EXTRAIT DU TEXTE:
* * * * * * * * *

À quel moment de la séance de tirs au but le meilleur joueur de l’équipe doit-il tirer ?

À quel moment de la séance de tirs au but le meilleur joueur de l’équipe doit-il tirer ?

Image :

Photo by Ayman Aref/picture alliance via Getty Images

photo de profil

Par Lucie Bacon

Publié le , modifié le

"Tu ne peux pas laisser des défenseurs centraux tirer avant ton meilleur joueur, ça n’a aucun sens !"

À voir aussi sur Konbini

Article écrit en février 2022. 

La finale de la CAN, il y a deux semaines, en plus de nous avoir offert la première victoire du Sénégal dans l’histoire de la compétition, a (r)ouvert un débat intéressant. En décidant de faire tirer en dernier leur leader technique, en l’occurrence Sadio Mané et Mohamed Salah, les coaches du Sénégal et de l’Égypte ont pris des risques. Pour certains. Pour d’autres, c’est évident que le leader technique d’une équipe doit s’élancer en dernier. On s’est posé la question : quand le meilleur joueur d’une équipe doit-il tenter sa chance lors d’une séance de tirs au but ?

Dans un premier temps, on en a discuté chez Konbini. “On parle du meilleur joueur, ou de celui qui a le plus de cou*lles ? Moi, je le ferais tirer en cinquième”, résume Hugo. Le débat est lancé, les arguments fusent. Enzo, leader technique de Konbini lui-même, est catégorique :

“Les meilleurs doivent tirer en premier. Tu ne peux pas prendre le risque que ton meilleur joueur ne tire pas un penalty. Tu ne peux pas laisser des défenseurs centraux tirer avant ton meilleur joueur, ça n’a aucun sens ! Il vaut mieux avoir Kalidou Koulibaly en cinquième, et au moins arriver jusqu’au cinquième tir, que mettre Sadio Mané en cinquième et ne pas savoir s’il va tirer !”

Pierre pense, quant à lui, l’inverse : “Je trouve ça assez logique de faire tirer les leaders techniques en dernier, car d’abord c’est un geste qu’ils maîtrisent, et ensuite, ils ont l’habitude de la pression, et plus tu t’approches de la fin, plus tu en as. Tu as plus de chances d’échouer si t’es pas un leader technique en fin de séance qu’au début.” Louis abonde en ce sens : “Quitte à prendre un risque, je mettrais le meilleur en dernier, pour mettre plus de pression sur le gardien adverse.”

* * * * * * * * *

CONSIGNE A:
Répondez à ces questions sur l'article consacré aux tirs au but :
(i) Quel pays a remporté la finale de la CAN dont parle l'article ?
(ii) Quels joueurs les entraîneurs du Sénégal et de l'Égypte ont-ils fait tirer en dernier ?
(iii) D'après Louis, pourquoi faudrait-il placer le meilleur joueur en dernier ?

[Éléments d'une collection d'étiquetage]
* * * * * * * * *

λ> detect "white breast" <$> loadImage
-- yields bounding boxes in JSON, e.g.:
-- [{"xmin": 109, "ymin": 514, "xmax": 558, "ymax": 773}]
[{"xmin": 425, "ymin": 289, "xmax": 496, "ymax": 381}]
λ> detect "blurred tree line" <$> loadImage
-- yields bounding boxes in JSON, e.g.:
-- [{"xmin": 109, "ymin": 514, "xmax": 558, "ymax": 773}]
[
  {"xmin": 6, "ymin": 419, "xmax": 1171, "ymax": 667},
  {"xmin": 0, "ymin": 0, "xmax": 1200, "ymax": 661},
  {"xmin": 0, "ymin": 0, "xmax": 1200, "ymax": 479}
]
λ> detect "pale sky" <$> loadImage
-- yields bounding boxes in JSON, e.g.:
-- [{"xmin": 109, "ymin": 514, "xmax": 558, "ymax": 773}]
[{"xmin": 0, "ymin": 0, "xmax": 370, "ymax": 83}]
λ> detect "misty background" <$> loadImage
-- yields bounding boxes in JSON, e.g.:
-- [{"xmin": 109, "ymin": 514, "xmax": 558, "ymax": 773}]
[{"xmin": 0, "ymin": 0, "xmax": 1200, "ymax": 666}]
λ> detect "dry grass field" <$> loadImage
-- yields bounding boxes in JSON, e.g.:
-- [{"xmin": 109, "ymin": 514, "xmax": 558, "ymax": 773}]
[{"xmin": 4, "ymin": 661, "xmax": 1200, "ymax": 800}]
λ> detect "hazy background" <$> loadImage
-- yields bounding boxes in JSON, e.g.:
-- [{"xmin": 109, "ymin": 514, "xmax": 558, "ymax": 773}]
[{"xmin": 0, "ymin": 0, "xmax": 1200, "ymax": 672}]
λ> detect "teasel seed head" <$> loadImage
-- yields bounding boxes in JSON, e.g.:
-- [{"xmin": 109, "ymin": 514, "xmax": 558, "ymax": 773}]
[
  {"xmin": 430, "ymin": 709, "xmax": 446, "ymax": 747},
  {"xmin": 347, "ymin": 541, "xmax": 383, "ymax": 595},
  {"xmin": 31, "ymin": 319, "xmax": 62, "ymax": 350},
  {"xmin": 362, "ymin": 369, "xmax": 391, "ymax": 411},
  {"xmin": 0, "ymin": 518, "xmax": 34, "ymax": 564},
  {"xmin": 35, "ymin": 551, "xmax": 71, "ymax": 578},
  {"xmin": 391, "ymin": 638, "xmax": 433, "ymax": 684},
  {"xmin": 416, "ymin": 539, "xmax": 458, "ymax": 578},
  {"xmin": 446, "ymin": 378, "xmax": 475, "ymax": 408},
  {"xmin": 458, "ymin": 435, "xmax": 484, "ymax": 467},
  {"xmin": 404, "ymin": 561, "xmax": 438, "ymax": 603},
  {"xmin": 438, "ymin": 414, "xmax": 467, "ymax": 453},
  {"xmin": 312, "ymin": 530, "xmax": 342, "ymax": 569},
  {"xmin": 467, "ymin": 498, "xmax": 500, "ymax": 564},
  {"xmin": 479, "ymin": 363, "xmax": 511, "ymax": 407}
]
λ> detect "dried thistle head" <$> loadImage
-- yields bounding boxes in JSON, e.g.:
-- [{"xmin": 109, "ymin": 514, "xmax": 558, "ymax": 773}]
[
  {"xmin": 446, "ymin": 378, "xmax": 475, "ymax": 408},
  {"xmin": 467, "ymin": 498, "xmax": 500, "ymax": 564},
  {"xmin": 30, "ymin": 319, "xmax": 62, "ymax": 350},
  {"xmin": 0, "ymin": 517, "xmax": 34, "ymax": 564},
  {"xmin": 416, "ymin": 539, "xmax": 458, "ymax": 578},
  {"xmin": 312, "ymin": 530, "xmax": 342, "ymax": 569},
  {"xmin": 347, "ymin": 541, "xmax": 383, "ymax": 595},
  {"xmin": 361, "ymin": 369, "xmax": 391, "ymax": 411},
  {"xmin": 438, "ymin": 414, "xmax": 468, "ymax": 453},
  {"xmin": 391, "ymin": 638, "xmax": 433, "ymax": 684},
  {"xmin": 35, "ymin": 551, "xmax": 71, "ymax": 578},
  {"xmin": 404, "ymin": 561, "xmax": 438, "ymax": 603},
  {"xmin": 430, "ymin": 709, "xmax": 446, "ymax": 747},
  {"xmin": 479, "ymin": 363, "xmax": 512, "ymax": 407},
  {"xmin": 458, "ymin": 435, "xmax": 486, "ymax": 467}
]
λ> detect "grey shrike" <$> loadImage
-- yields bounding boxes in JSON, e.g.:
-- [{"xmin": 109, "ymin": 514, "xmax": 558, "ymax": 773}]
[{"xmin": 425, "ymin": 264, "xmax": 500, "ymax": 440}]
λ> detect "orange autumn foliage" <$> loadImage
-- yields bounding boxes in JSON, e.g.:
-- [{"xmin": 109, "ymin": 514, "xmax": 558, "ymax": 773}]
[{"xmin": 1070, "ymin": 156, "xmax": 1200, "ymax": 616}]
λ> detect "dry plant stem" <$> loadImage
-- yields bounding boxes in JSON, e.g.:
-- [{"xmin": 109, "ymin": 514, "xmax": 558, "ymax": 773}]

* * * * * * * * *

CONSIGNE B: Combien de lignes de la liste contiennent la chaîne "detect" ? Indiquez uniquement le nombre.

RÉPONSE A:
(i) Le Sénégal, qui a remporté la compétition pour la première fois de son histoire.
(ii) Sadio Mané pour le Sénégal et Mohamed Salah pour l'Égypte.
(iii) Pour mettre plus de pression sur le gardien adverse.

RÉPONSE B: 11